YOUR GOAL:
Filter these records by the string "white", copying each line that holds it.

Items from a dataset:
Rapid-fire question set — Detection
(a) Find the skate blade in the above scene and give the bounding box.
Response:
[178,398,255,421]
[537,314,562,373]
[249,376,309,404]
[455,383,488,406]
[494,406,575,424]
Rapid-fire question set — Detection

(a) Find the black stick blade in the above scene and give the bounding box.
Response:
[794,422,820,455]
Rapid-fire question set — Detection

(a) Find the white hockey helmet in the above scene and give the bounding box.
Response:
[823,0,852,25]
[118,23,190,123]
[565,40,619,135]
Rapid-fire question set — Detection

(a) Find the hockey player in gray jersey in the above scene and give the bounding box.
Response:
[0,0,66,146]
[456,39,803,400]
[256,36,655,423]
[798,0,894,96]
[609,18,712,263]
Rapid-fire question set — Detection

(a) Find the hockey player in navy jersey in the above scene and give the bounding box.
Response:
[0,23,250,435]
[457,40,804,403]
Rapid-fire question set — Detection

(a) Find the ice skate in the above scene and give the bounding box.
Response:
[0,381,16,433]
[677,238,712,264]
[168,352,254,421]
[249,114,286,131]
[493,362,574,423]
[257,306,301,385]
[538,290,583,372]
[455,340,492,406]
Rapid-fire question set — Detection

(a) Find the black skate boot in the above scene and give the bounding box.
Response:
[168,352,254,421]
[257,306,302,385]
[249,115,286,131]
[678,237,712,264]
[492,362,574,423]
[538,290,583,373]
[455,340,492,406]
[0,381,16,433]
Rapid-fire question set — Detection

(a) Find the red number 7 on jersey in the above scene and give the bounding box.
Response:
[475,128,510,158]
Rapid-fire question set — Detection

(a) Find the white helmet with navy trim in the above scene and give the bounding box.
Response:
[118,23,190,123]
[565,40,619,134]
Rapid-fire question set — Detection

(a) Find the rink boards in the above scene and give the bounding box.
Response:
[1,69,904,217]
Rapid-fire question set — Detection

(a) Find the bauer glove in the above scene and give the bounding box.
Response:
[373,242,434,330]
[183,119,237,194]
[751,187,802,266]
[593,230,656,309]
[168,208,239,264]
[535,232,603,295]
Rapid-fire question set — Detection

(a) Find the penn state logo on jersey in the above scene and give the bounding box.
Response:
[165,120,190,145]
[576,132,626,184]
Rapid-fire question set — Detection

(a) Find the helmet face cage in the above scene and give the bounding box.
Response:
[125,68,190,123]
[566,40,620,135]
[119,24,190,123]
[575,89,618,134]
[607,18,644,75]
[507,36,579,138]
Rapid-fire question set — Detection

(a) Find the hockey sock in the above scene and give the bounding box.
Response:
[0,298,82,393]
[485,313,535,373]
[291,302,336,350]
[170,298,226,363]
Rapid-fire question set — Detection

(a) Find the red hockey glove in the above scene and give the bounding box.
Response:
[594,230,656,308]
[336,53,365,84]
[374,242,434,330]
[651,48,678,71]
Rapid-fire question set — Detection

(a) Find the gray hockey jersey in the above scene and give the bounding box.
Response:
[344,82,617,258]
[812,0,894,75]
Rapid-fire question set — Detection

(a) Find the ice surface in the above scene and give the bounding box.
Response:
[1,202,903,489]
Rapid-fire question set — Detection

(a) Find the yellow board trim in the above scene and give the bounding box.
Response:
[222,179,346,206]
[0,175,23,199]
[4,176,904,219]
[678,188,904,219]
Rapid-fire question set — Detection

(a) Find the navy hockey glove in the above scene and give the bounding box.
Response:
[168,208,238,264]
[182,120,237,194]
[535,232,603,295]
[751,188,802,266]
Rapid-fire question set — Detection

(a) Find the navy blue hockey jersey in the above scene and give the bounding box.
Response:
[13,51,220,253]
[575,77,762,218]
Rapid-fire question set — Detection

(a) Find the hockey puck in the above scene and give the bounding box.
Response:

RESPONSE TO THE TASK:
(a) Find the white hockey helmet in the above scene and give the bounding box.
(a) Find the white helmet with navy trim in the above scene and give the bounding box.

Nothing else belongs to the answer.